▶ _Items_

....................

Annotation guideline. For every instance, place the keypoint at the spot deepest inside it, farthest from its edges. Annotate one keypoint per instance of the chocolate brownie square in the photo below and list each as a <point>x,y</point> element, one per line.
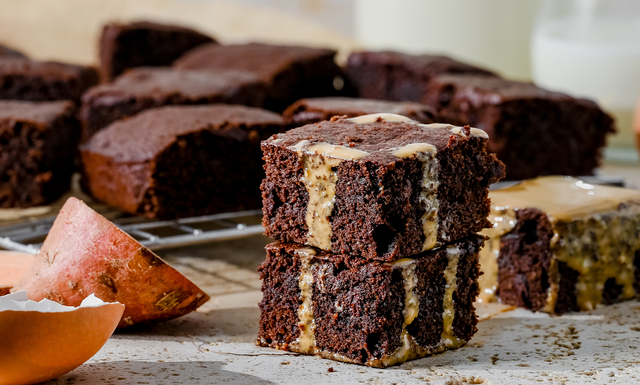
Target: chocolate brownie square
<point>368,312</point>
<point>143,88</point>
<point>563,244</point>
<point>180,161</point>
<point>23,79</point>
<point>6,52</point>
<point>532,130</point>
<point>392,75</point>
<point>38,145</point>
<point>144,44</point>
<point>379,186</point>
<point>314,110</point>
<point>290,72</point>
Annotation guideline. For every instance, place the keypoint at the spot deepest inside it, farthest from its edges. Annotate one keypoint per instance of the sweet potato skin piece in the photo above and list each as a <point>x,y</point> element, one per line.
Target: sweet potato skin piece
<point>85,254</point>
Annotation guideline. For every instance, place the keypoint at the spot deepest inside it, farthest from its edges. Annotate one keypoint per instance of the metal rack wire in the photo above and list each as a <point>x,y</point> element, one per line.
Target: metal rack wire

....................

Copy out all the lines above word for word, without the pictures.

Annotation guideline. For every instance, place the keypoint at the spot deepest inside it, farthest from its edges. Annotate one keypoint per instance of the chocolate brownie square in the photo below and list each as a <point>x,y</point> element, one per line.
Target: chocolate brownie square
<point>368,312</point>
<point>143,88</point>
<point>563,244</point>
<point>180,161</point>
<point>23,79</point>
<point>6,52</point>
<point>532,130</point>
<point>392,75</point>
<point>38,145</point>
<point>144,44</point>
<point>379,186</point>
<point>314,110</point>
<point>290,72</point>
Annotation guideline. For every instance, place the keypoint at the spot deepest inside it, farthest from its edges. Annotate one keypoint per instance of the sweet potato skin piece in the photo above and list each as a <point>x,y</point> element, one per line.
Target: sweet potato skin piece
<point>85,254</point>
Annotation guideline. For every instance, place the keypoint at the spot deepest inside it, farthest from its edges. Annotate one keypoint per instance of the metal rack wire in the photo above and list each as a <point>x,y</point> element, one per line.
Target: metal rack wire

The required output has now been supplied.